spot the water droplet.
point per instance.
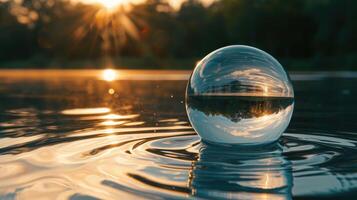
(239, 95)
(111, 91)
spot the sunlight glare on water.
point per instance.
(68, 138)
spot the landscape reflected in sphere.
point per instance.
(239, 95)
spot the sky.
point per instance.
(113, 3)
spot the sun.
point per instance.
(112, 4)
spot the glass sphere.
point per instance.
(239, 95)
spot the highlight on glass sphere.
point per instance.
(239, 95)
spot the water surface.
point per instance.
(100, 135)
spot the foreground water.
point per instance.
(87, 135)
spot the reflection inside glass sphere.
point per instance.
(239, 95)
(240, 119)
(241, 173)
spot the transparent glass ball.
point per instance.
(239, 95)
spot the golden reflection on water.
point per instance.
(85, 111)
(109, 75)
(79, 141)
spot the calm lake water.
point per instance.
(108, 134)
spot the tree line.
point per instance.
(302, 34)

> [Task details]: The answer should be one number: how many lines in the data contain the word "reflection".

> [Solution]: 2